_EXTRACTED TEXT_
TUESDAY, Oct. 2, 2007 (HealthDay News) -- More than 30 percent of American children take some kind of dietary supplement, mostly multivitamins and multiminerals, a U.S. National Institutes of Health study finds.
The study analyzed data on more than 10,000 youngsters from the 1999 to 2002 National Health and Nutrition Examination Survey.
The study found that 31.8 percent of children 18 and younger had used dietary supplements in the previous 30 days. This included 11.9 percent of those younger than 1 year, 38.4 percent of those ages 1-3, 40.6 percent of those ages 4-8, 28.9 percent of those ages 9-13, and 25.7 percent of those ages 14-18.
Among American adults, 57 percent of women and 47 percent of men take dietary supplements.
Among the other study findings:
- Supplements were used by 38.3 percent of non-Hispanic white children, 22.4 percent of Mexican Americans, and 18.8 percent of non-Hispanic blacks
- Multivitamins and multiminerals (18.3 percent) were the most commonly used supplements, followed by single vitamins (4.2 percent), single minerals (2.4 percent), and botanical supplements (0.8 percent)
- 83.9 percent of children who took any supplements took only one, 11.8 percent took two, and 4.3 percent took three or more
- Supplement use in children was associated with higher family income, a smoke-free environment, lower body mass index, and less daily television, video game or computer time
- Underweight children or those at risk for being underweight were most likely to take supplements.

[Point localization data]

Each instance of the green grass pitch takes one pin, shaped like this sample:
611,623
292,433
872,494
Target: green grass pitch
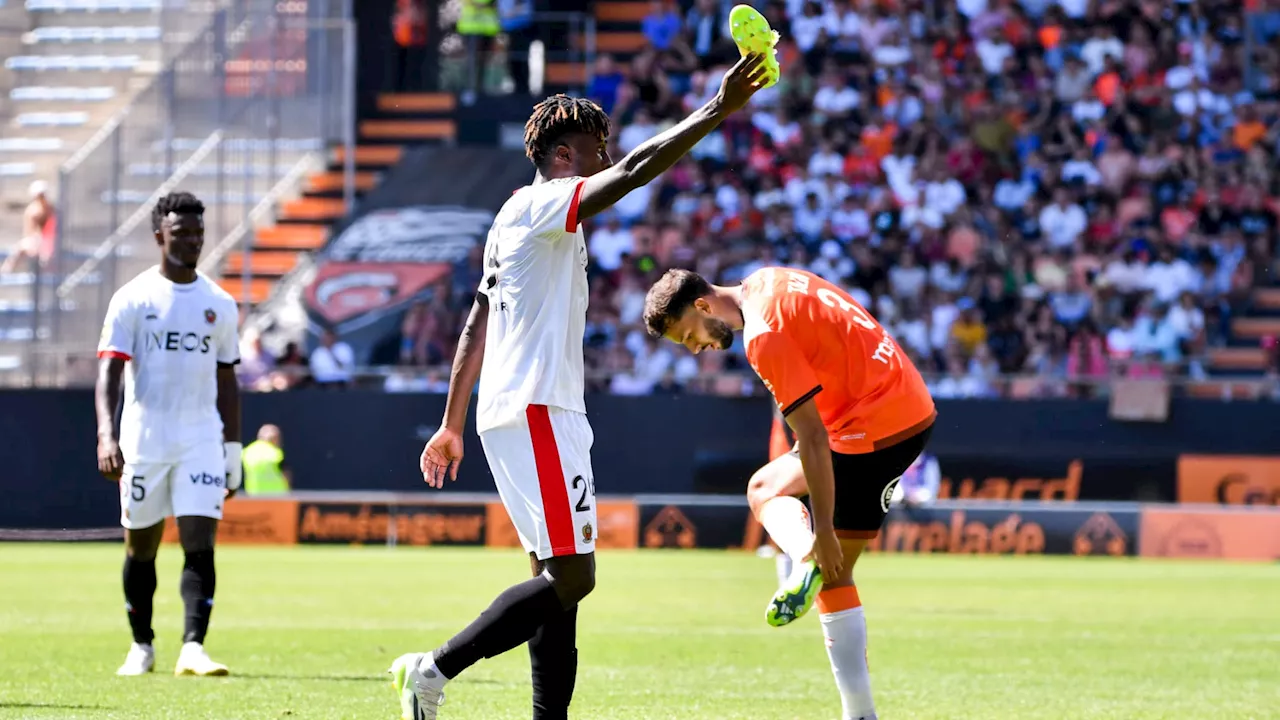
676,634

_TASKS TO COMPLETE_
1 - In the article on children's use of dietary supplements, what share of children ages 4 to 8 had used supplements in the previous 30 days?
2 - Carry on the article about children's dietary supplement use, picking up after its final sentence.

_ANSWERS PROVIDED_
1 - 40.6 percent

2 -
The study is published the October issue of the journal Archives of Pediatrics & Adolescent Medicine.
The researchers in the NIH Office of Dietary Supplements said their findings show that "dietary supplements provide a consistent daily source of nutrients for nearly one-third of U.S. children, yet individual and national-level estimates of nutrient intake rarely account for them."
"Dietary Reference Intakes and Dietary Guidelines for Americans provide recommended nutrient intakes and advice on food choices that promote health and reduce the risk of disease. To truly assess the nutrient status and estimate the potential health risks of U.S. children, we must include nutrient intakes from dietary supplements as well as from food," the study authors concluded.